- **Requirements**:
Show each line of the listing below that contains the string "background", matching case exactly.

- **Record extracts**:

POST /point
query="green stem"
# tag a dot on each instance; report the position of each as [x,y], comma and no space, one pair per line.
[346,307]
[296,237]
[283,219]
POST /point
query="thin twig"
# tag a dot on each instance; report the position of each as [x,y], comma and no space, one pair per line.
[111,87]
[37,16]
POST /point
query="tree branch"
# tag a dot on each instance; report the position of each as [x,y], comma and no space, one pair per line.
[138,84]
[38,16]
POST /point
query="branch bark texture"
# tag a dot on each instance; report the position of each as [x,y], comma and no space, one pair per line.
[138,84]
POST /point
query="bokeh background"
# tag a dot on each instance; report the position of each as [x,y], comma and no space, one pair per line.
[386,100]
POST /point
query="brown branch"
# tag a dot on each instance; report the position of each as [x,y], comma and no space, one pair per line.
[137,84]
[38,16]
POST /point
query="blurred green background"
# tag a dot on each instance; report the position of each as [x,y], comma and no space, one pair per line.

- **Written solution**:
query="bokeh background"
query="blurred green background"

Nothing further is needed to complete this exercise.